Six million Kenyans are going without eye care they need, forfeiting earnings gains that research shows can reach 33 per cent, as the country reflects on this year's World Optometry Week, which closed on March 23.

World Optometry Week, observed from March 17 to 23 and culminating in World Optometry Day on March 23, is an annual observance that highlights optometry's role in global health and the contribution of optometrists worldwide to expanding access to eye health care as a human right.

 This year's theme, "Eyes to the Future: Optometry Improving Global Wellness," set by the World Council of Optometry (WCO), sought to emphasise optometry's far-reaching impact and its role in shaping the future of eye care.

An estimated 7.5 million Kenyans, representing 15.5 per cent of the population, need eye health services, yet only 1.6 million have access to them from public and private facilities, according to the International Agency for the Prevention of Blindness (IAPB).

The scale of the shortfall is partly structural. Kenya has only 56 registered optometrists, who are not regulated by the government, and eye care services remain centralised in urban areas with weak referral systems.

In Sub-Saharan Africa, one optometrist serves an average of 50,870 people, and none of the region's countries meet the internationally recommended ratio of one optometrist per 10,000 people.

A randomised controlled trial by VisionSpring, BRAC and Queen's University Belfast found that reading glasses raised the median monthly income of low-income workers by 33 per cent within eight months, underscoring the economic toll of inaction.

"The impact of clear eyesight is immediate and profound. You can see it in a child who suddenly engages in class, or an adult who regains confidence in their work. But the challenge is that many people never reach that point of care," said Faiza Saida, an optometrist at Dot Glasses Kenya.

Kenya's National Eye Health Strategic Plan (NEHSP) 2020 to 2025 identifies cataracts, refractive errors and allergies as the leading causes of eye disease, conditions that are largely preventable or correctable with early intervention.

Yet refractive error services are not integrated into Kenya's national health services, forcing patients to seek care in the private sector at higher cost.

* _Problem to work on_
Reproduce word for word the passage of the eye care article that opens with "Kenya's National Eye" and closes with "with early intervention.".

* _Source material_
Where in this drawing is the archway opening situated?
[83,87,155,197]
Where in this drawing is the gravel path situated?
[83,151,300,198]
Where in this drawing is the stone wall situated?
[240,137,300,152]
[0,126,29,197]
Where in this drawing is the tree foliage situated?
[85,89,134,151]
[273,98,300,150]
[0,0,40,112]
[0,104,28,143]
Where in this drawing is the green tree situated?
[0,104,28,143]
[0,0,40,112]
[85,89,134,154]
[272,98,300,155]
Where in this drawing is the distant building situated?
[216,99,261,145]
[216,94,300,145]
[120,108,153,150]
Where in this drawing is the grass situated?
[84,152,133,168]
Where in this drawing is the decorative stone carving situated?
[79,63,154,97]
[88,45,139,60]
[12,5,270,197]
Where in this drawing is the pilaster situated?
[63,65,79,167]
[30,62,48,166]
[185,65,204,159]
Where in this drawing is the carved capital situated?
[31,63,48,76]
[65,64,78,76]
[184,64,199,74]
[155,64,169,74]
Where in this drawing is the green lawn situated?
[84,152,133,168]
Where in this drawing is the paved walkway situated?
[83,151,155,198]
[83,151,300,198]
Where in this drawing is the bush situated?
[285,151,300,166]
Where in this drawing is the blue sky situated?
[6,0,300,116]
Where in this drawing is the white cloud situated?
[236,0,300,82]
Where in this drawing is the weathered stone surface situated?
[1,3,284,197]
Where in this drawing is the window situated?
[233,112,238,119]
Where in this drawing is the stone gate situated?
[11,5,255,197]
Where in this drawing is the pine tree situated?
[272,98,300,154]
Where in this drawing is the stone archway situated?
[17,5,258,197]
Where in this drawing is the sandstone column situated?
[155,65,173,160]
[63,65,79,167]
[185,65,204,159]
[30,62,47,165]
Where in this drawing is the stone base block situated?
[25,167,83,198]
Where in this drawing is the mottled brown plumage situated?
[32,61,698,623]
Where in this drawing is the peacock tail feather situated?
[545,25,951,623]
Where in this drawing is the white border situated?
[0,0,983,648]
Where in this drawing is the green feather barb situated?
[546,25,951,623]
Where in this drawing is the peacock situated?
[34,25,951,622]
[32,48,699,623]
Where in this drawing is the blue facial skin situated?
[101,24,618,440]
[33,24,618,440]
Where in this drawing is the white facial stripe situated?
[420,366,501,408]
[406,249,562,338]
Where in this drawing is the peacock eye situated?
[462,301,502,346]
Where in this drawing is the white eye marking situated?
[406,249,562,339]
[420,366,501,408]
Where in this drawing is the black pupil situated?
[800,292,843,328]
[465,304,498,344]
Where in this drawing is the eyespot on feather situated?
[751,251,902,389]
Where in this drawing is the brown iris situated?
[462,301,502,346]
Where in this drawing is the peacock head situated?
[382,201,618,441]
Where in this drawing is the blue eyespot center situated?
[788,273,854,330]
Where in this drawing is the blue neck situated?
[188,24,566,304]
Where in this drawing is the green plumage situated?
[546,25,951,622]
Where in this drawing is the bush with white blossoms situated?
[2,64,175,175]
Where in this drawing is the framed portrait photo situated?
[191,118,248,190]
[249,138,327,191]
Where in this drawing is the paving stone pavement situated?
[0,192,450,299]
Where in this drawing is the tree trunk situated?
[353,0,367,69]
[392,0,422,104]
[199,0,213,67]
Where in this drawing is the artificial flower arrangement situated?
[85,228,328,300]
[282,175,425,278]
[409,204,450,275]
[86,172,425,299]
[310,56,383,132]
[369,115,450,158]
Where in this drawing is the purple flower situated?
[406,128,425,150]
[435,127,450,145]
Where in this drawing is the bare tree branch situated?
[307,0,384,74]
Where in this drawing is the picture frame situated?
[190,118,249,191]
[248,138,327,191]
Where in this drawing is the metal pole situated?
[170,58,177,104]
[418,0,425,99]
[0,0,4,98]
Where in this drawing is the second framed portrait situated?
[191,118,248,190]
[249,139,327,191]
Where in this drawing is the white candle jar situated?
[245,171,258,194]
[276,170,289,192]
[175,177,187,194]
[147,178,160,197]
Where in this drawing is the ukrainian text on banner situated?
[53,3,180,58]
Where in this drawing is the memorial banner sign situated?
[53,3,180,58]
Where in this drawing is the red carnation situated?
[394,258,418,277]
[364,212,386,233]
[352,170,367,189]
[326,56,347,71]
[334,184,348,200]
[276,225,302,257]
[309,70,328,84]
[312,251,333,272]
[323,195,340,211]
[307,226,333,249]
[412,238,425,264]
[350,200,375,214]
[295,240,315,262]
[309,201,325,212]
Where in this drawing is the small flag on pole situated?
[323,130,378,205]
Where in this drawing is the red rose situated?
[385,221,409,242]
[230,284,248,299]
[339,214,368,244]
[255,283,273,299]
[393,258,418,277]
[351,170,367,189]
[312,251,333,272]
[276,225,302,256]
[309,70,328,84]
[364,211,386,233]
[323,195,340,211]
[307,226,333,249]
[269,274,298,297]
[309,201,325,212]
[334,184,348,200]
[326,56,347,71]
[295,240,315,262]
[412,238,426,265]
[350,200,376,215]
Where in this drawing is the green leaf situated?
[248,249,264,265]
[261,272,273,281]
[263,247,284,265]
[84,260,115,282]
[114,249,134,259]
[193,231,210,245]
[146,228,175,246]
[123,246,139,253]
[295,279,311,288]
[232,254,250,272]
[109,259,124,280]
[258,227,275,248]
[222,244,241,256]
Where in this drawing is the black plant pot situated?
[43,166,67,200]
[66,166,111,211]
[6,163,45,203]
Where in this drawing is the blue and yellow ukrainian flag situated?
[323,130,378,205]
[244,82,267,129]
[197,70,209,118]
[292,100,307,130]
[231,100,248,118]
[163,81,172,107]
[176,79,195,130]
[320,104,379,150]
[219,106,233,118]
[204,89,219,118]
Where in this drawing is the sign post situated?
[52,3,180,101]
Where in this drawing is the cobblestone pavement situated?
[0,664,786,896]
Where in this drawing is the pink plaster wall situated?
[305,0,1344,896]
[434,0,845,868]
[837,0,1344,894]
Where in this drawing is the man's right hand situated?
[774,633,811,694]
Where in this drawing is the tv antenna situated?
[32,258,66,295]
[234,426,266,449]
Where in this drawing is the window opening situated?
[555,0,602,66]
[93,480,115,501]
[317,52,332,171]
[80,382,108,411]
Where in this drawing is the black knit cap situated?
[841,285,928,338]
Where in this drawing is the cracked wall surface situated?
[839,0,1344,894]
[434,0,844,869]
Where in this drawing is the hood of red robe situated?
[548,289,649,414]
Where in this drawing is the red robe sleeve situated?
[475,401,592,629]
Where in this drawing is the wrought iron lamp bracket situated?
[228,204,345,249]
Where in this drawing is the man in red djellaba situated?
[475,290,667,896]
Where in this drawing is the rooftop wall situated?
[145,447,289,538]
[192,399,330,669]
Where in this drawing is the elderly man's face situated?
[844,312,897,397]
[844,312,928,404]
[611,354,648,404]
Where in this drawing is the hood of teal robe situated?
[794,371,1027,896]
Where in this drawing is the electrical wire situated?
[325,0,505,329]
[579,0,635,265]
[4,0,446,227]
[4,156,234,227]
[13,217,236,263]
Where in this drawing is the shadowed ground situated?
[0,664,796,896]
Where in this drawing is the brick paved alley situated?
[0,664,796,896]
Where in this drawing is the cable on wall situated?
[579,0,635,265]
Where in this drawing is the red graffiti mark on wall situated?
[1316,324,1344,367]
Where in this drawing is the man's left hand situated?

* _Solution to this problem_
Kenya's National Eye Health Strategic Plan (NEHSP) 2020 to 2025 identifies cataracts, refractive errors and allergies as the leading causes of eye disease, conditions that are largely preventable or correctable with early intervention.